::: Document excerpt

Taco Bell has big ambitions for its menu next year, fueled in part by its plan to “reinvent the taco” and extend its breakfast platform to additional markets in the West.
By contrast, McDonald’s is expected to take an incremental approach in 2012, bolstering its many platforms like McCafé beverages or Angus Third Pounders with new flavors while deploying limited-time offers.
While many might see the two brands’ menu moves as widely differing approaches to growth, analysts say the two strategies are not as far apart as they sound.
“There is no successful chain in this industry that isn’t focused on both incremental and dramatic growth,” said Gary Stibel, founder and chief executive of the New England Consulting Group, which has consulted with Taco Bell and McDonald’s in the past.
“The best companies are focused on evolutionary and revolutionary improvements,” he said. “You need your evolutionary changes to happen to get you into overdrive, where you can make a revolutionary change.”
During parent Yum! Brands’ third-quarter conference call, chief executive David Novak said the Louisville, Ky.-based company was unhappy with Taco Bell’s same-store sales performance in 2011 and that dramatic menu innovation was required to reverse the declines. Same-store sales fell 2 percent in the third quarter, following a decline of 5 percent in the second quarter and a flat result for the first quarter.

::::::

### Instruction 1
Duplicate a passage from the article on Taco Bell and McDonald's menu strategies word for word, beginning at the words "By contrast, McDonald’s" and stopping after "as they sound.".
### Instruction 2
Pick up the article on Taco Bell and McDonald's menu strategies after its final sentence and keep writing it.

::: Supplied data

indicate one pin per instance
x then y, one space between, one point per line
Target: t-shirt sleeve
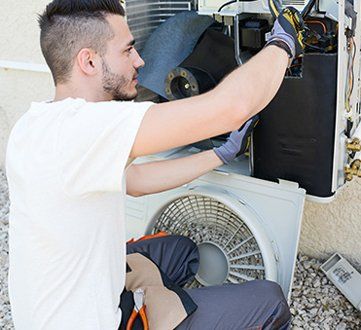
94 144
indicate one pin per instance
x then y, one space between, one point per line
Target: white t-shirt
65 165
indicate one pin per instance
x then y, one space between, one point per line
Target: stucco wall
334 227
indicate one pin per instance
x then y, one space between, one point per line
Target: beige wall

::::::

### Task response 1
By contrast, McDonald’s is expected to take an incremental approach in 2012, bolstering its many platforms like McCafé beverages or Angus Third Pounders with new flavors while deploying limited-time offers.
While many might see the two brands’ menu moves as widely differing approaches to growth, analysts say the two strategies are not as far apart as they sound.

### Task response 2
But Novak said that next year, the brand’s 50th anniversary, would see the “breakthrough” reinvention of the taco, toward the end of the first quarter.
Novak gave no indication whether the new taco would be a more premium product developed to compete with fast-casual chains like Chipotle or something more value-focused to shore up Taco Bell’s positioning in quick-service Mexican sector. Most of this year’s marketing at Taco Bell focused on value promotions and product reintroductions.
Coming off a more successful year, McDonald’s spent 2011 making additions and refinements to platforms introduced over the past few years, such as rolling out a barbecue bacon flavor to its Angus Third Pounder line and adding Frozen Strawberry Lemonade and the Mango Pineapple Real Fruit Smoothie to McCafé. Sales of that premium-beverage line rose 16 percent in McDonald’s most recent third quarter, compared with a year earlier. Domestic same-store sales rose.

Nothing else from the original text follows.